◆ **Try it**: Please retype every entry below, keeping it exactly the same.

Point localization data
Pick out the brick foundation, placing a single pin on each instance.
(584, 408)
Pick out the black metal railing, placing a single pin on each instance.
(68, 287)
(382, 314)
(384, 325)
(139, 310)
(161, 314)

◆ **Exercise result**:
Pick out the brick foundation, placing a single pin on each instance.
(584, 408)
Pick out the black metal railing, placing a single pin on each instance.
(68, 287)
(382, 314)
(384, 325)
(139, 310)
(161, 314)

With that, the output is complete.